- Assignment: Locate, in the data below, the line that contains "Tag every instance of the knee" and the line that contains "Tag every instance of the riot"; reproduce exactly those two lines and every line between them, nothing more.

··· Entries supplied

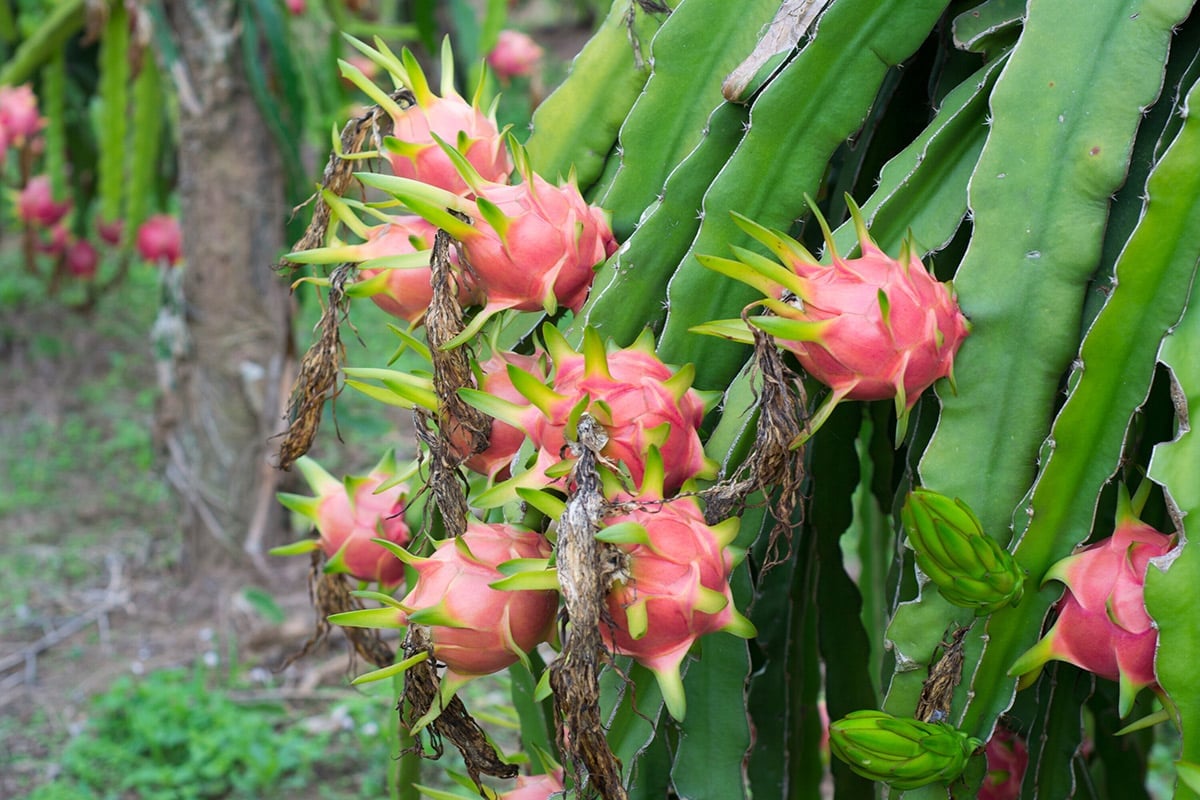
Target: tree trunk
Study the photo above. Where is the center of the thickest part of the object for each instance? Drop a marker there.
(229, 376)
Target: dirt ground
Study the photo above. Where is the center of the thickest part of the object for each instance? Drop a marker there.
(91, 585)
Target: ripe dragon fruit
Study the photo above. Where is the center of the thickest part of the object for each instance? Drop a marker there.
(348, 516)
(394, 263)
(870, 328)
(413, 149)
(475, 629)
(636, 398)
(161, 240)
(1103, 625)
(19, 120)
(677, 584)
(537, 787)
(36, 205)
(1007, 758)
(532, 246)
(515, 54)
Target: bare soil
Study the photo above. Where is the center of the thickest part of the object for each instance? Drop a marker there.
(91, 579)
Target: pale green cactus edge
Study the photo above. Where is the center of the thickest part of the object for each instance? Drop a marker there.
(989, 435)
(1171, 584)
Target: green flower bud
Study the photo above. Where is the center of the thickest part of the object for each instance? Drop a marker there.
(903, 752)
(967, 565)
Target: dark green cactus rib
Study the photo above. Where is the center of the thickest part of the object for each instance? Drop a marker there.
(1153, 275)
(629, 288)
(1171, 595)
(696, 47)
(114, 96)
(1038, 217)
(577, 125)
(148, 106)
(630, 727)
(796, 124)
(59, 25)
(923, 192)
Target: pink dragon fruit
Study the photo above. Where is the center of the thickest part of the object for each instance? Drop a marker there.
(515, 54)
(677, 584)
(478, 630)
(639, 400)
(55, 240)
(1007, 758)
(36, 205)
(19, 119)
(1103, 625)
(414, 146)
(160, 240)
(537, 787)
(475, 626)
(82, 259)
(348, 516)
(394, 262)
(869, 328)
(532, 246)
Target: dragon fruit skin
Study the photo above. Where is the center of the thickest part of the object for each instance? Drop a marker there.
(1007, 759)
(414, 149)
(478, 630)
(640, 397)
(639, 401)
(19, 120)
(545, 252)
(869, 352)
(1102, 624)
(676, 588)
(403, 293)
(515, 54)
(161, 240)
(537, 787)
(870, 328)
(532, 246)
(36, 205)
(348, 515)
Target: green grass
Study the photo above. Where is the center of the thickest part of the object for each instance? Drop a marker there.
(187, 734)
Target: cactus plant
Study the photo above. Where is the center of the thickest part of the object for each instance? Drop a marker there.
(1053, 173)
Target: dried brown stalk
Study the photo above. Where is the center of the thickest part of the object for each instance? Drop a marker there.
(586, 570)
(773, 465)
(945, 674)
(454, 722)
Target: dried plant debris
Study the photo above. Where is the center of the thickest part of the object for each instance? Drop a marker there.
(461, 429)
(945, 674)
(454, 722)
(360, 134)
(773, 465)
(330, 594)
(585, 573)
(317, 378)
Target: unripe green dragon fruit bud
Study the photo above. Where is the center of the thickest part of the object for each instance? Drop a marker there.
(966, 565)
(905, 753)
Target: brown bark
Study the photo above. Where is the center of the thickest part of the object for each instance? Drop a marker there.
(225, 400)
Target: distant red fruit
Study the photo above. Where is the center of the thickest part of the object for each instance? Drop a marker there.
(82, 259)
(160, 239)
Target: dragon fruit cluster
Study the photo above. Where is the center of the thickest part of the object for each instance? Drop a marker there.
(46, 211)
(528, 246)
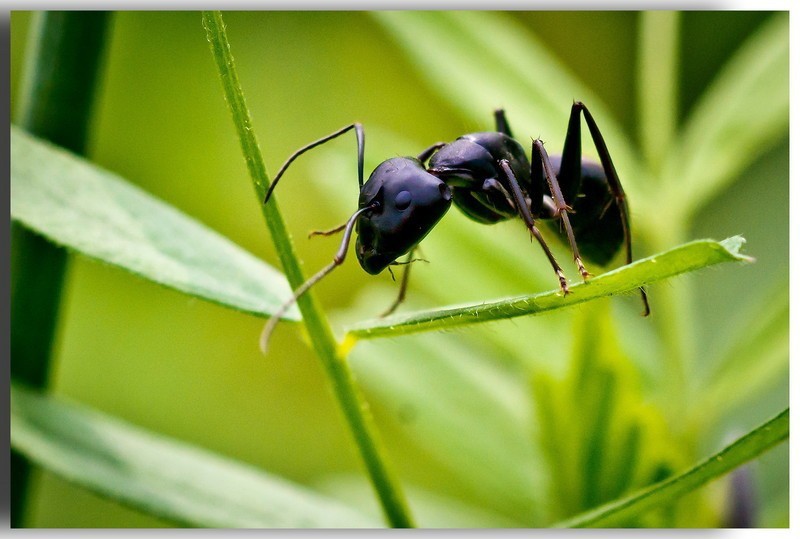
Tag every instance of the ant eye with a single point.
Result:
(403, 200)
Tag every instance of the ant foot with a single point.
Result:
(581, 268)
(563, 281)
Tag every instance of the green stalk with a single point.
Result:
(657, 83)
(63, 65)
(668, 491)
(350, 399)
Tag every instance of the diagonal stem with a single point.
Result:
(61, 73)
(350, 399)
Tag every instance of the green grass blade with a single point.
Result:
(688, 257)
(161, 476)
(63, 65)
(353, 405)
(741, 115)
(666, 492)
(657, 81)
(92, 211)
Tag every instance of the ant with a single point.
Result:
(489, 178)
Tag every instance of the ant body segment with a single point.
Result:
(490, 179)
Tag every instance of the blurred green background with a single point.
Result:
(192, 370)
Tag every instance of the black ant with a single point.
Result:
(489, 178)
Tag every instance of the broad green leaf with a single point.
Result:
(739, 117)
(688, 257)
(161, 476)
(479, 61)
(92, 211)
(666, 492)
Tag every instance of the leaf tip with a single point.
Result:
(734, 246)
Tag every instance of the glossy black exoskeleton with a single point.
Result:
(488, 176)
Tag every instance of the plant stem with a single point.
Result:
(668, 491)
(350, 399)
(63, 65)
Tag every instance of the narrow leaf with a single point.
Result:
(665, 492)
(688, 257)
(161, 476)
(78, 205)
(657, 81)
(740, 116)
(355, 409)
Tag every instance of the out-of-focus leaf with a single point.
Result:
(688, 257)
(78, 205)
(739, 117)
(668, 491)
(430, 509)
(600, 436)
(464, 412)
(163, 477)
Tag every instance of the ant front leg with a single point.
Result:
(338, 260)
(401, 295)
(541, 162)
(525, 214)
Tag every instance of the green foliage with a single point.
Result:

······
··· Entries supplied

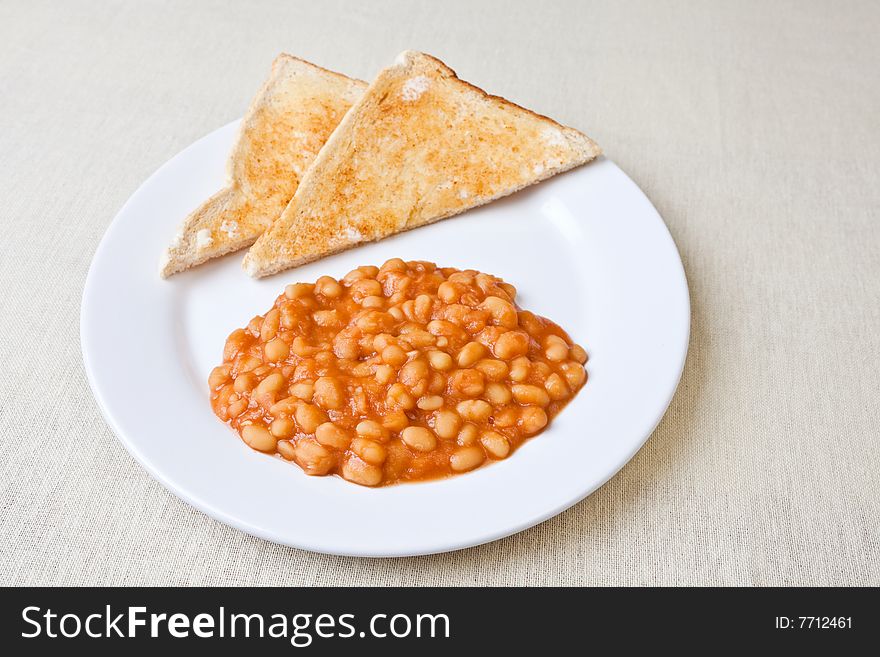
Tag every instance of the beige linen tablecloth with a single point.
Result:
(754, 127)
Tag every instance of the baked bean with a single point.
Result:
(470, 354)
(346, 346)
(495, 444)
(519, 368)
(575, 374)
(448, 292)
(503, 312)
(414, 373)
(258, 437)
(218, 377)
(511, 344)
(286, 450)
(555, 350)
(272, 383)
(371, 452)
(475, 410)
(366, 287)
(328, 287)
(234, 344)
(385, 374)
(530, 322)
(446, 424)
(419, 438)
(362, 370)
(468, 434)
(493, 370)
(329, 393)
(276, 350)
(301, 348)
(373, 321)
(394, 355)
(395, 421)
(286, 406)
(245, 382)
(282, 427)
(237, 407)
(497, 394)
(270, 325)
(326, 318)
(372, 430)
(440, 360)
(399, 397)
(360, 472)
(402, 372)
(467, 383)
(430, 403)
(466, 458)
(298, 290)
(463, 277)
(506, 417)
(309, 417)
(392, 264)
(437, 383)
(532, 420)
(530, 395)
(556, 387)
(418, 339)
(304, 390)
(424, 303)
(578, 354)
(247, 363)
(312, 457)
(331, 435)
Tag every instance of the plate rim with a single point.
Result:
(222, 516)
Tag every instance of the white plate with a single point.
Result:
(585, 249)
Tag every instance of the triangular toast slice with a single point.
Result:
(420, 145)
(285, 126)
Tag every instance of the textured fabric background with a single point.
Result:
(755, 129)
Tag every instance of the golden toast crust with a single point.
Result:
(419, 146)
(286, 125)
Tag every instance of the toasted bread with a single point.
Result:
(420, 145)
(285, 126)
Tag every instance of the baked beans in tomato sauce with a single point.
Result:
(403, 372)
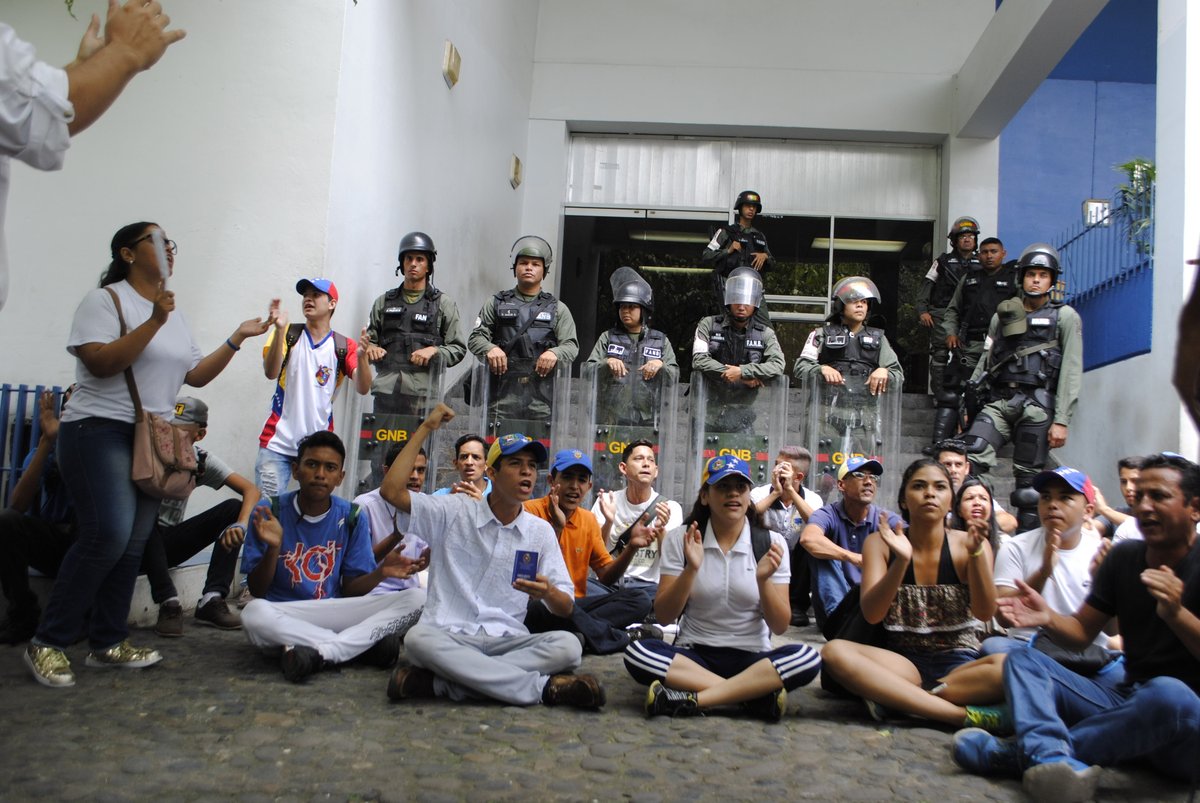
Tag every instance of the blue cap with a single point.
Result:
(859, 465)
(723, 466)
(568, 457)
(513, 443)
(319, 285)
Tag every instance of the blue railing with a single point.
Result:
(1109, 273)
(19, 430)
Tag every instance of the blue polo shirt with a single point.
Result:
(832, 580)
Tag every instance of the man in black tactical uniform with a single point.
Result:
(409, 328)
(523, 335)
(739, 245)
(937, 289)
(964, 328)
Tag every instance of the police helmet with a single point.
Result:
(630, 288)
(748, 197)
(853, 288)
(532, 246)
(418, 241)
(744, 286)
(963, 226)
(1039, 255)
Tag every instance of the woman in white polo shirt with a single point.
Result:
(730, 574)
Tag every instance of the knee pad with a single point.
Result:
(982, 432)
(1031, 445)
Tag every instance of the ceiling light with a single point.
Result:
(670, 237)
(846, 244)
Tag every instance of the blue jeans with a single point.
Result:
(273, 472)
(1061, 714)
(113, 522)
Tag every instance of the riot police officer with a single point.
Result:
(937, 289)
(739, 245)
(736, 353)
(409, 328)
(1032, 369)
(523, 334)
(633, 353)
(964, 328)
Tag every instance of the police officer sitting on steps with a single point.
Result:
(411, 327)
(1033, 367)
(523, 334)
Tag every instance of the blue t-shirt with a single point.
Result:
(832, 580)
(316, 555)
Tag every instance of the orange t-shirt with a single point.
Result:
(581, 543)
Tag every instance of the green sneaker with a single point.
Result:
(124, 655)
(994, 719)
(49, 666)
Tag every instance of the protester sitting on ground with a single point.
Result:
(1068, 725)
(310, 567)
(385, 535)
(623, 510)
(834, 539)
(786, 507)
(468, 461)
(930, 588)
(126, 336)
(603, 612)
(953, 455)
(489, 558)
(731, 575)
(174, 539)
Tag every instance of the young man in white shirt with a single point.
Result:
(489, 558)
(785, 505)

······

- Task response:
Tag every instance of the knee pad with a single point.
Result:
(982, 432)
(1031, 445)
Tag every instance of the ceiling light with a single point.
Result:
(670, 237)
(846, 244)
Tag every instance of the blue jeans with a single point.
Result:
(273, 472)
(1061, 714)
(113, 522)
Tag every instance of the riot police officer with a single point.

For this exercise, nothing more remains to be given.